* **Data for this task**:
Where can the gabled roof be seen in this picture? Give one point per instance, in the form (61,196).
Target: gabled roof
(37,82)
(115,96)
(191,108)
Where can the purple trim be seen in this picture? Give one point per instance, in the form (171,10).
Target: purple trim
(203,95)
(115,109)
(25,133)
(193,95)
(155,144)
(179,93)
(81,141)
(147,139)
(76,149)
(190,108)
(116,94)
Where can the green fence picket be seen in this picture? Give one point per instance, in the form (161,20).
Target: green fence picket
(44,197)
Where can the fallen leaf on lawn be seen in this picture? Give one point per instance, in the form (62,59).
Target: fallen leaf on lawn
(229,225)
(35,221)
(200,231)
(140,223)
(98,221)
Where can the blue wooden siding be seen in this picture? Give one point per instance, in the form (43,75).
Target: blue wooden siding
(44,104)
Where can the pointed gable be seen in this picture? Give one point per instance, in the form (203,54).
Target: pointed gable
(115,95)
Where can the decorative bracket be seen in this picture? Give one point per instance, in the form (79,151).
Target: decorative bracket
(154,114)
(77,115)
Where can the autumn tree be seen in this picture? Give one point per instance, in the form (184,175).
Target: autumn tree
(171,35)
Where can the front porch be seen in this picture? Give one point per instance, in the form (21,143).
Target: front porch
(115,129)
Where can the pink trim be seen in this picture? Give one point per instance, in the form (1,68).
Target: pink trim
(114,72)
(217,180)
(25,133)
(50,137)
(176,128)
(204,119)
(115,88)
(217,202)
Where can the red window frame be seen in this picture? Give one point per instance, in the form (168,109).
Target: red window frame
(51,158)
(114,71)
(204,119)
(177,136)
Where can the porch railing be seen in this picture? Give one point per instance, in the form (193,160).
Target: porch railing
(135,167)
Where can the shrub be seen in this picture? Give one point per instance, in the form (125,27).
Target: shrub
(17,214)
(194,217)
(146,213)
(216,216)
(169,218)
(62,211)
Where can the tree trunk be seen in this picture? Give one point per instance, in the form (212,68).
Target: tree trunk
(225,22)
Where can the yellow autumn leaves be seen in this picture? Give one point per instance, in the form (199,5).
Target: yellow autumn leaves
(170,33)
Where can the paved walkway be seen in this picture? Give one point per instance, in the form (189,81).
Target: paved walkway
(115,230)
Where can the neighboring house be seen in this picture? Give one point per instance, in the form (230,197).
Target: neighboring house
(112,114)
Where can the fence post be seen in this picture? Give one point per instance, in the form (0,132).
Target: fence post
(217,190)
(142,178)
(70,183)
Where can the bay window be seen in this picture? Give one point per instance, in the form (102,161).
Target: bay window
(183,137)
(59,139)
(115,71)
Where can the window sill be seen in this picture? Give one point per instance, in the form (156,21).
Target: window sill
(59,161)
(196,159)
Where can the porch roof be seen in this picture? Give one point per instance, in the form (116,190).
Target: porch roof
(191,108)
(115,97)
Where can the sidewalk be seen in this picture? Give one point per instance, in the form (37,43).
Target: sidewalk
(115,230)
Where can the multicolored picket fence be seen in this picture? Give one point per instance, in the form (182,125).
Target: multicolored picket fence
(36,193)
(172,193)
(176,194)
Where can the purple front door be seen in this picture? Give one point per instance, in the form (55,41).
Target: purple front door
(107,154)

* **Work instructions**: Full repetition needed. Write out every entry above exactly as given.

* **Worked solution**:
Where can the gabled roof be seen in this picture? Give one point per instance, in the form (61,196).
Target: gabled roof
(37,82)
(115,96)
(191,108)
Where can the purple trim be seen in this picture? Give one point per instance, in the form (171,10).
Target: purple trim
(203,95)
(115,109)
(25,133)
(193,95)
(155,144)
(179,93)
(81,141)
(147,139)
(76,149)
(190,108)
(116,94)
Where can the green fence picket be seen in this picture? Give one point per instance, in the form (161,20).
Target: green fence picket
(44,197)
Where can the fallen leaf on lawn be seen in this picture? Give one point per instance, in the form (62,59).
Target: fallen leaf on lawn
(229,225)
(35,221)
(200,231)
(140,223)
(98,221)
Where can the blue wooden siding be seen in this picture? Give one point per instance, in the form (43,75).
Target: blue wooden siding
(44,104)
Where can the pointed gable be seen in this picture? Give one point per instance, in the form (203,54).
Target: pointed gable
(115,95)
Where can the decorative bracket be seen in this picture? Give one point per instance, in the form (79,151).
Target: decorative bracket
(154,114)
(77,115)
Where can the autumn tree be seen in this picture? Give one point per instance, in the form (184,175).
Target: autumn tree
(171,35)
Where can the front porch be seen in this picture? Give one point per instance, in the form (21,143).
Target: front porch
(115,129)
Where can the pink trim be seen in this picture? Give one point per instance, in the form (1,68).
Target: pink trim
(114,72)
(217,180)
(25,133)
(50,137)
(176,128)
(204,119)
(115,88)
(217,202)
Where can the red window frame be seen in this picture? Give one point per instance, in the form (168,109).
Target: red window frame
(51,158)
(114,71)
(204,119)
(177,136)
Where can the porch railing be seen in this picture? Give one point per instance, in the form (193,160).
Target: porch railing
(135,167)
Where can the shrub be seen in this picture? Give one point per instance, in the form (125,27).
Target: shrub
(17,214)
(194,217)
(146,213)
(216,216)
(169,218)
(62,211)
Where can the tree trunk be seen in this picture? Give one point per instance, in the form (212,68).
Target: tree trunk
(225,22)
Where can the yellow autumn leaves be seen in this picture? Give one point per instance, in the form (199,5).
Target: yellow autumn leaves
(170,33)
Where can the paved walkway be seen in this picture? Give one point per instance, in the form (189,81).
Target: paved walkway
(115,230)
Where can the neighboring house be seen in this picture? Give one point per instance, in the form (230,197).
Target: neighboring house
(112,114)
Where can the fence post be seen in this picture? Give one point per instance, in the form (0,132).
Target: fence post
(217,190)
(142,178)
(70,183)
Where can the bay window be seen in this picture? Give one point per instance, in the form (102,161).
Target: bay window
(183,137)
(59,139)
(115,71)
Where can the window sill be seen in this picture? Give one point per instance, in the form (156,21).
Target: window sill
(59,161)
(196,159)
Where can the porch roof be seen in this picture? Give one point per instance, in the form (116,190).
Target: porch roof
(191,108)
(115,97)
Where can the sidewalk be seen in this picture? Give one point per instance, in the form (37,43).
Target: sidewalk
(115,230)
Where can the multicolored picket fence be seen in this picture? Give one point per instance, in the form (182,125).
Target: multicolored picket fence
(36,193)
(172,193)
(176,194)
Where can the purple front door be seen in this picture? Give one point per instance, in the form (55,41).
Target: purple front door
(107,154)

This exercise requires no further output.